Aim of the exercise: Print the entries below word for word, leaving out the pictures.

Data:
** START **
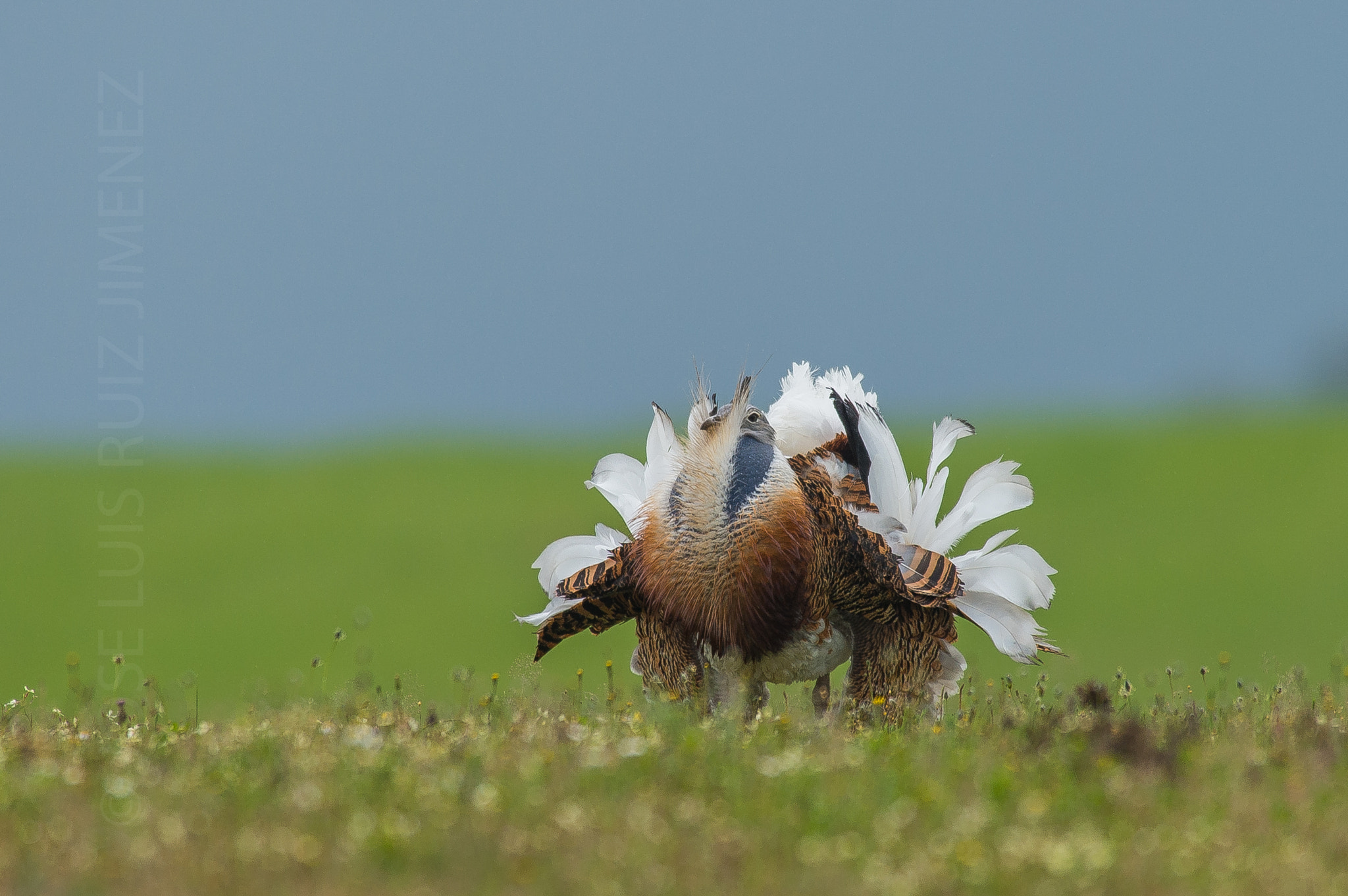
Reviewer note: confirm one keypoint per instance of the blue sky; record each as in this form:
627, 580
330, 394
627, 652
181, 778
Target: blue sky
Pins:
363, 218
** END **
Answer to the exercise:
Reviewer note: confirm one keypoint per instance of the blue sky; record each as in this form:
627, 580
330, 394
627, 652
181, 778
Target: blue sky
Pins:
363, 218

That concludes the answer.